**Task objective**:
Tally the lines below that contain the word "plant". Only the number should be returned.

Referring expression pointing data
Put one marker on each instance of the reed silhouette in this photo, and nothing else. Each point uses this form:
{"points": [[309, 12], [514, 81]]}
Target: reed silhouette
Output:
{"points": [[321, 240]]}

* * *

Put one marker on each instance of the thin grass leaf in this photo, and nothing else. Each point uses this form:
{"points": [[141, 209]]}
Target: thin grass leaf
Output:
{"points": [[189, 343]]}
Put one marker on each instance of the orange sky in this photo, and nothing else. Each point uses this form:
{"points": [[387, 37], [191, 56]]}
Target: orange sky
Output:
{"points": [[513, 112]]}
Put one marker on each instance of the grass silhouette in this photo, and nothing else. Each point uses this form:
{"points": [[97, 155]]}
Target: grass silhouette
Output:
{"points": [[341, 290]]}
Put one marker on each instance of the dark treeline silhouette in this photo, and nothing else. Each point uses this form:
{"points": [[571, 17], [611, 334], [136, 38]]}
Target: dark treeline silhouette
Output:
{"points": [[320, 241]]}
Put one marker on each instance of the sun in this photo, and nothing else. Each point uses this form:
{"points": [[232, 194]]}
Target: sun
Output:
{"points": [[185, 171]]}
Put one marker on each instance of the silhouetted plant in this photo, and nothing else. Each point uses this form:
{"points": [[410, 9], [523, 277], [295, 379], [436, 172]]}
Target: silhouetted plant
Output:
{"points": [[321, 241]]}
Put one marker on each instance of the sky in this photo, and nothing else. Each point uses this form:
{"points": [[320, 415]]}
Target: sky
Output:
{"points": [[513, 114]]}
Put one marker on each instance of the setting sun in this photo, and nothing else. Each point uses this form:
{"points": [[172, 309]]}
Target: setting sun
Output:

**Response**:
2